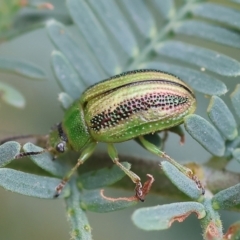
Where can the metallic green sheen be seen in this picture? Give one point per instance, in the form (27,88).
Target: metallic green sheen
(75,127)
(127,106)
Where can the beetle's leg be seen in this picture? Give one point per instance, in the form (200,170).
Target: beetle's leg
(188,172)
(134,177)
(86,153)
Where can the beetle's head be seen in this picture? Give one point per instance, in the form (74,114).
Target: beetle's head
(57,140)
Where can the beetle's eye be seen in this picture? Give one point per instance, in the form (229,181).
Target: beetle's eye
(60,147)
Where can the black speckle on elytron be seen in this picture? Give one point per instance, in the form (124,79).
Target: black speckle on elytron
(128,107)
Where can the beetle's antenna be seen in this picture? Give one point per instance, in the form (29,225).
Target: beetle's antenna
(38,138)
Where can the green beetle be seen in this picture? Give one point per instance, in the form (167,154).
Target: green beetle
(123,107)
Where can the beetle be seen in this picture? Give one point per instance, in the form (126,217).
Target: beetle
(124,107)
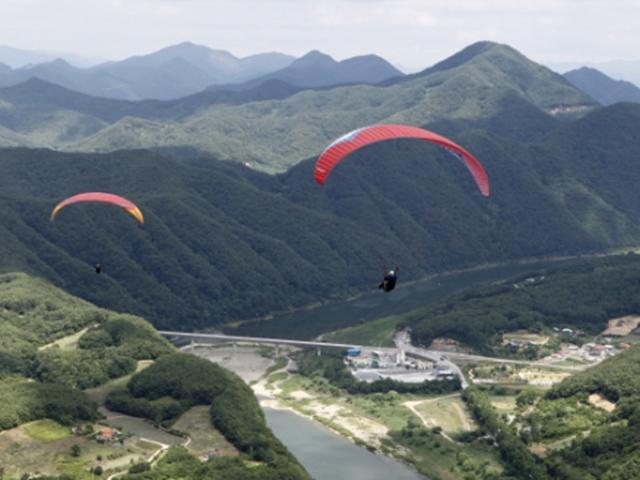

WHAT YOU WILL DO
Reproduce the records verbatim, omitting all images they contain.

EXERCISE RESULT
Where can the metallic green sheen be seen in this picture? Give one point per instance, in the form (27,88).
Target: metallic green sheen
(75,127)
(127,106)
Where can the beetle's leg be seen in this picture? Give one point per instance, in the form (200,170).
Target: beetle's leg
(188,172)
(134,177)
(86,153)
Where can the beetle's head be seen in this picture? Give one point per instance, in the form (74,114).
Target: beetle's head
(57,140)
Where can the beetle's eye be seen in this picture? Give one point per instance, in the form (229,181).
Target: beetle's eye
(60,147)
Where can the black speckle on elytron be seen in this picture? Give one point per instance, in the form (124,79).
Target: black speckle on elytron
(128,107)
Where can the beetle's antenna be seen in this picture? Give one point per instance, in the form (29,225).
Target: beetle's antenna
(38,138)
Where can the green beetle be seen in this picture? Give one point per instance, in the form (167,154).
Target: green beetle
(123,107)
Where can the beetle be seen in this picture? Give one point per instance, in the form (126,217).
Target: beetle
(124,107)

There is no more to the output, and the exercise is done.